*What you need to do*.
Your task is to copy each line of the listing that contains the word "below".

━━━ Material provided ━━━

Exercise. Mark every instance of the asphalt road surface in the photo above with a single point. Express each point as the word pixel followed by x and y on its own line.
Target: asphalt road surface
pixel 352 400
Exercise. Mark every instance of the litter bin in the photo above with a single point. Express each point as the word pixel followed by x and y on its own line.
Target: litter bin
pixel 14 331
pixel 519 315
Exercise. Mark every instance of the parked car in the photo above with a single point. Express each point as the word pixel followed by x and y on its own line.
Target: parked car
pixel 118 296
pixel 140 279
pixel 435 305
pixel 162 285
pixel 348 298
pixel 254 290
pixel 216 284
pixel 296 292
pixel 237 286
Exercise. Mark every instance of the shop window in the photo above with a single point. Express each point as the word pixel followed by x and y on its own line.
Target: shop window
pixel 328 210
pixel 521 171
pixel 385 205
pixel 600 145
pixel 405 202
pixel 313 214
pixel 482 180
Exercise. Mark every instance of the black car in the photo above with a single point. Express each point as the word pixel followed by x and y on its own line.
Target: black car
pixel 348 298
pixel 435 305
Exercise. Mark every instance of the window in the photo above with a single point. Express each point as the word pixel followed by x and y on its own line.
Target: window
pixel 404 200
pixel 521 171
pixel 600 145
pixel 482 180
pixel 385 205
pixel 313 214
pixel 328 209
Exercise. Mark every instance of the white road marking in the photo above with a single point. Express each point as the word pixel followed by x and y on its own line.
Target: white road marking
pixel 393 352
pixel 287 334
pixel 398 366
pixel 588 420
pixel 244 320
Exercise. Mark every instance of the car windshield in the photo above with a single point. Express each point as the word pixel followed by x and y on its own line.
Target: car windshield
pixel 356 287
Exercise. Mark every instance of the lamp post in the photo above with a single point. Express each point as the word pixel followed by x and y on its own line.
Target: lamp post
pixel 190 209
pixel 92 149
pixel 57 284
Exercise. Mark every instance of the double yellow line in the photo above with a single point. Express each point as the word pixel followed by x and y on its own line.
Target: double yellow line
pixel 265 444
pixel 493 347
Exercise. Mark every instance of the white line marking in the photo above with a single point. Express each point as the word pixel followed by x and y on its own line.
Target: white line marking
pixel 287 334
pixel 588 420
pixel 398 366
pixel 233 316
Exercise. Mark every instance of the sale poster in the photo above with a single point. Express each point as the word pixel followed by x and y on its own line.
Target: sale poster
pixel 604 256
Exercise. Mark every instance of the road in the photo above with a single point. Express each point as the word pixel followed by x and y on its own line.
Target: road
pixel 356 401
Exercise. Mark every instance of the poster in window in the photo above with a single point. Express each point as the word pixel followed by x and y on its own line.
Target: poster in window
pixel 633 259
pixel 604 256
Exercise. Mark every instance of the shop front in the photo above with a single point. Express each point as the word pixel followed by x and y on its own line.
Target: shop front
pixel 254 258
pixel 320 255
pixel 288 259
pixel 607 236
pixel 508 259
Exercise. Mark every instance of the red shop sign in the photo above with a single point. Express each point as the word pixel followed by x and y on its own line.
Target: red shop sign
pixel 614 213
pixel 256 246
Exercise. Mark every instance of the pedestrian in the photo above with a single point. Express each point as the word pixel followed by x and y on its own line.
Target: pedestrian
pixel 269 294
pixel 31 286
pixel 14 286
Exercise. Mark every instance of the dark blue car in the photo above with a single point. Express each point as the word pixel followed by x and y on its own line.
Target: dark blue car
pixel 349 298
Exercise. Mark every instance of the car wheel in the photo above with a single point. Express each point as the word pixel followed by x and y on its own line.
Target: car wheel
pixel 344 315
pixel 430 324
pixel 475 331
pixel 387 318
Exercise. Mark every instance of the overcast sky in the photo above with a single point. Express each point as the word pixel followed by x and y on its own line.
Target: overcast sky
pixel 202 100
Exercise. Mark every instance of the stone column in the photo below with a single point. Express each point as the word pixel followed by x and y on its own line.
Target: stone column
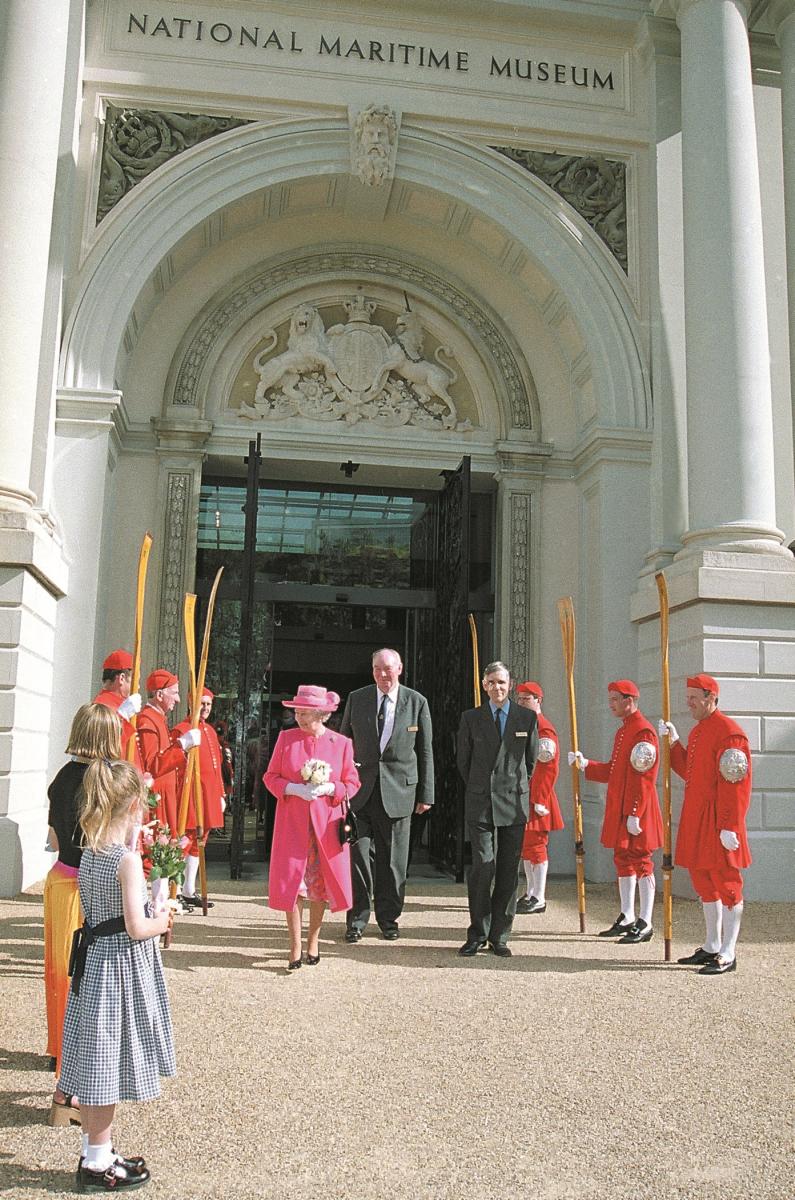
pixel 729 406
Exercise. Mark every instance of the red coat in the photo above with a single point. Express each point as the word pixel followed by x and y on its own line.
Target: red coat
pixel 631 792
pixel 112 700
pixel 213 789
pixel 542 784
pixel 294 816
pixel 711 802
pixel 161 759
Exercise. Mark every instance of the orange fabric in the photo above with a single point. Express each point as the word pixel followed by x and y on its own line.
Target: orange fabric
pixel 63 916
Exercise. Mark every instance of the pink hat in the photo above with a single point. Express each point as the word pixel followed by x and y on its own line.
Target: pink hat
pixel 309 695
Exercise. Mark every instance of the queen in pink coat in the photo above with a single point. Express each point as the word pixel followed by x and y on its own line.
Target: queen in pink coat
pixel 308 862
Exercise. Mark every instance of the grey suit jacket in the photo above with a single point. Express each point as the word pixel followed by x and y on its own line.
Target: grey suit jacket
pixel 405 769
pixel 496 773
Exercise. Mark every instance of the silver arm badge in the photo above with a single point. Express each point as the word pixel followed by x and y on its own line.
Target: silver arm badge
pixel 644 756
pixel 547 750
pixel 733 765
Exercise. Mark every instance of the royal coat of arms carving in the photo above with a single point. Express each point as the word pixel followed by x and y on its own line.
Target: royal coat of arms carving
pixel 354 372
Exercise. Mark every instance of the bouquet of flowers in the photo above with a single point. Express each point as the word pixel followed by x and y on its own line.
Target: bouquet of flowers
pixel 316 772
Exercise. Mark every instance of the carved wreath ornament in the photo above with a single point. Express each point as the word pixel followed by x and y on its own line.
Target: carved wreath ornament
pixel 354 372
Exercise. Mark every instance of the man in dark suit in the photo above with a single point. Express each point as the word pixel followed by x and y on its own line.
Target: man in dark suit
pixel 496 753
pixel 390 726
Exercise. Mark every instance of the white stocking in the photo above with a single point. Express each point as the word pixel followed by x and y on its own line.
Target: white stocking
pixel 646 888
pixel 712 915
pixel 731 918
pixel 191 871
pixel 627 893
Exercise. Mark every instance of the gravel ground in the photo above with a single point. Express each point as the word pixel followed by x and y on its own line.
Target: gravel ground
pixel 395 1069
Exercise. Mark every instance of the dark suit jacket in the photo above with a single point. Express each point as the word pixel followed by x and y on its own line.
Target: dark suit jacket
pixel 496 773
pixel 405 769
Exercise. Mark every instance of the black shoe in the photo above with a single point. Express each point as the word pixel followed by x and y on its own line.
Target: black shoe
pixel 698 958
pixel 617 929
pixel 718 967
pixel 112 1180
pixel 471 948
pixel 639 933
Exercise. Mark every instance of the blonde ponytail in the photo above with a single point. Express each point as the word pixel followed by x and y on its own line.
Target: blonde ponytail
pixel 108 791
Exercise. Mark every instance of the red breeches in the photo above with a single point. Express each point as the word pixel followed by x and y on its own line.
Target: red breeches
pixel 631 863
pixel 723 883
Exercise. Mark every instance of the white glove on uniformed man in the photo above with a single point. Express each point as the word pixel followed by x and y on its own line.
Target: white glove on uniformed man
pixel 131 706
pixel 190 738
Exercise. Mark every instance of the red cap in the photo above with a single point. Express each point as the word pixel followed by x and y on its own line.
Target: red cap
pixel 706 683
pixel 626 687
pixel 119 660
pixel 160 679
pixel 530 689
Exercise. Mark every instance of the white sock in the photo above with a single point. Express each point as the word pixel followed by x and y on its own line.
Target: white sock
pixel 712 916
pixel 731 918
pixel 627 893
pixel 191 871
pixel 646 888
pixel 541 881
pixel 99 1158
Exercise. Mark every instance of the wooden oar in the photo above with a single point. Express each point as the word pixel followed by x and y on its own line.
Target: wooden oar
pixel 566 616
pixel 665 747
pixel 135 685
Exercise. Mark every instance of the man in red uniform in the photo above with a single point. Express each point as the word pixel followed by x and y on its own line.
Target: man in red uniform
pixel 117 676
pixel 544 809
pixel 633 823
pixel 161 756
pixel 213 795
pixel 712 841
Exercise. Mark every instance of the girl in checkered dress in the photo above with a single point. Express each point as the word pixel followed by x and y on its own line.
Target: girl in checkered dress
pixel 117 1032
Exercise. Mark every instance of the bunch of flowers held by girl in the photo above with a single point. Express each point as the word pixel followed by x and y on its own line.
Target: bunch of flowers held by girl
pixel 311 772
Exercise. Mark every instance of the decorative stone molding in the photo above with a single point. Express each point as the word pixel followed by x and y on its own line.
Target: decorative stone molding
pixel 137 141
pixel 216 324
pixel 596 187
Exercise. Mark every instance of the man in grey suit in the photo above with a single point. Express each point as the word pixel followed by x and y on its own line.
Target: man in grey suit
pixel 390 726
pixel 496 754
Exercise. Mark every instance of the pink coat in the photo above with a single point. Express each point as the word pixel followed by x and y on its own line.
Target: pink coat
pixel 290 846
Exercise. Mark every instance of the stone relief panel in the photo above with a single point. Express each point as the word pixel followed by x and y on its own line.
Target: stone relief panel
pixel 596 187
pixel 354 371
pixel 137 141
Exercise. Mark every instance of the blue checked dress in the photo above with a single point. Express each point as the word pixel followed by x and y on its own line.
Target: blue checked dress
pixel 118 1032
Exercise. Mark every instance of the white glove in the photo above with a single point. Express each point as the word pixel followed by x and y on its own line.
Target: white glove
pixel 131 706
pixel 729 840
pixel 189 739
pixel 668 727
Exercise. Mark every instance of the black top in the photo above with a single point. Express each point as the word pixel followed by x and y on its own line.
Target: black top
pixel 64 805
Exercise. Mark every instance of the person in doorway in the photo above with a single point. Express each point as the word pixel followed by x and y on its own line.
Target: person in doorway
pixel 390 727
pixel 712 841
pixel 497 747
pixel 544 809
pixel 311 773
pixel 633 822
pixel 213 796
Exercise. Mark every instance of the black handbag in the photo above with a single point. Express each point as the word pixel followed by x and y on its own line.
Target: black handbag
pixel 348 826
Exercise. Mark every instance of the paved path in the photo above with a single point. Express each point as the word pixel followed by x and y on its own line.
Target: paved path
pixel 400 1072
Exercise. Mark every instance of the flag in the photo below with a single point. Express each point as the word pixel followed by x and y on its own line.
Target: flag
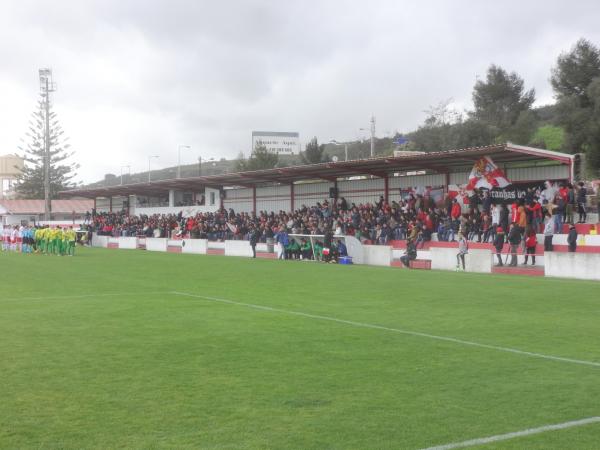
pixel 486 174
pixel 459 192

━━━

*Response box*.
Exercise. Mark every instance of the stone column in the photo below with a single point. Express each point as the word pixel followed by x and y on its own line.
Exercise. Mark every instance of the flag in the photo below with a single point. Express each point as the word pixel followed by x and y on its own line.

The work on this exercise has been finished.